Dear Friends,
I send you deep blessings in these holy days of Winter. This past year—and certainly the last six months—have been harried, hopeful, shattering, and breathless. We are all still recovering, recollecting, recalibrating, and refining our own centers, as the impacts of the US election ricochet through the country and the world
We are each doing this initial reckoning during the slow, dark, quiet time of the year. Tomorrow is the Winter full moon—and the Winter Solstice is a week away. This is a potent time in the wheel of the year, a time for slow, unseen growth and invisible change.
Before I share my essay, “To Pause” about this season of Winter, I want to let you know that the Hive Poetry Collective invites submissions from poets to apply to read at the “In Celebration of the Muse” poetry reading on Friday, March 21st in Santa Cruz. The deadline to submit is February 1, 2025. Women, women-identified, and non-binary poets are invited to submit. Poets can apply as long as they are available to read in person in Santa Cruz next March 21. See submission info.
Along with my essay, I’ve included a poem and photography as an offering in this holy time.
May this Winter season offer you the connections you wish, whether with your family, with friends, with the Earth, with your own soul, with your body.
Carolyn
To Pause
Tis the season of slow, quiet dark
Tis the season. It’s winter here in Santa Cruz, cold and rainy—and to me this is glorious. I’m a winter baby and I love this season. I know that with the climate catastrophe, winter storms now regularly bring brutal floods, cataclysmic ocean surges and Category 4 or 5 cyclones. Atmospheric rivers of rain are predicted to fall in Santa Cruz all this season.
Still, I can’t help it. Rain makes me happy. It fills my soul. It fills the aquifers and drenches the plants; it waters our thirsty garden and nourishes the land. Not the least of it, rain reminds me of my wet and misty ancestral Irish homeland. Heavy rains fell much of last night in Santa Cruz, and hearing it was a kind of music.

» **Exercise task**:
Reproduce verbatim the passage of the winter letter above that opens with the words containing "May this Winter" and closes with "kind of music.".

» **Given data**:
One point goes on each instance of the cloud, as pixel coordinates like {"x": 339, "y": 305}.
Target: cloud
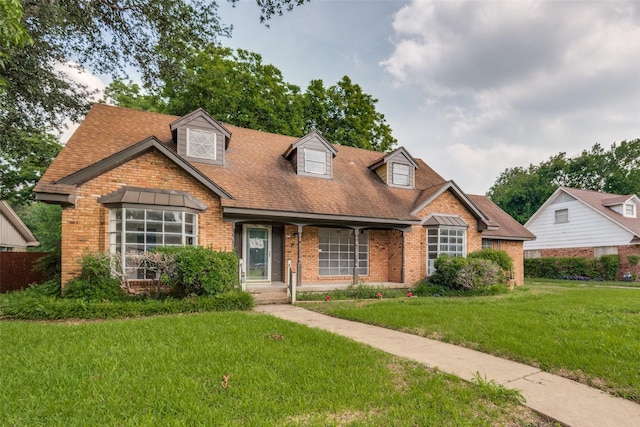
{"x": 499, "y": 78}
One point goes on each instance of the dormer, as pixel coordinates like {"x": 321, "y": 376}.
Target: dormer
{"x": 396, "y": 169}
{"x": 627, "y": 206}
{"x": 200, "y": 138}
{"x": 312, "y": 155}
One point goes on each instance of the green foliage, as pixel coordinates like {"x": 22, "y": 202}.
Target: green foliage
{"x": 22, "y": 164}
{"x": 464, "y": 273}
{"x": 94, "y": 282}
{"x": 37, "y": 303}
{"x": 500, "y": 257}
{"x": 496, "y": 392}
{"x": 610, "y": 266}
{"x": 202, "y": 271}
{"x": 237, "y": 87}
{"x": 603, "y": 268}
{"x": 521, "y": 191}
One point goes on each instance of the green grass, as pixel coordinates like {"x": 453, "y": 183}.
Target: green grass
{"x": 225, "y": 369}
{"x": 582, "y": 331}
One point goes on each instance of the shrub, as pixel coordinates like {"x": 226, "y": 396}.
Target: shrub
{"x": 95, "y": 281}
{"x": 465, "y": 273}
{"x": 201, "y": 271}
{"x": 610, "y": 266}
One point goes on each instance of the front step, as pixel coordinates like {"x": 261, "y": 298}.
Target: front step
{"x": 269, "y": 295}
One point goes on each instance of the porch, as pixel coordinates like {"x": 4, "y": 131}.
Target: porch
{"x": 279, "y": 292}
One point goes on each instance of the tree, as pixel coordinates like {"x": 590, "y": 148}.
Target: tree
{"x": 237, "y": 88}
{"x": 346, "y": 115}
{"x": 37, "y": 37}
{"x": 521, "y": 191}
{"x": 22, "y": 166}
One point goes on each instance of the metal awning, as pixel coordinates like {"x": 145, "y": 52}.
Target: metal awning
{"x": 152, "y": 197}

» **Solution to this problem**:
May this Winter season offer you the connections you wish, whether with your family, with friends, with the Earth, with your own soul, with your body.
Carolyn
To Pause
Tis the season of slow, quiet dark
Tis the season. It’s winter here in Santa Cruz, cold and rainy—and to me this is glorious. I’m a winter baby and I love this season. I know that with the climate catastrophe, winter storms now regularly bring brutal floods, cataclysmic ocean surges and Category 4 or 5 cyclones. Atmospheric rivers of rain are predicted to fall in Santa Cruz all this season.
Still, I can’t help it. Rain makes me happy. It fills my soul. It fills the aquifers and drenches the plants; it waters our thirsty garden and nourishes the land. Not the least of it, rain reminds me of my wet and misty ancestral Irish homeland. Heavy rains fell much of last night in Santa Cruz, and hearing it was a kind of music.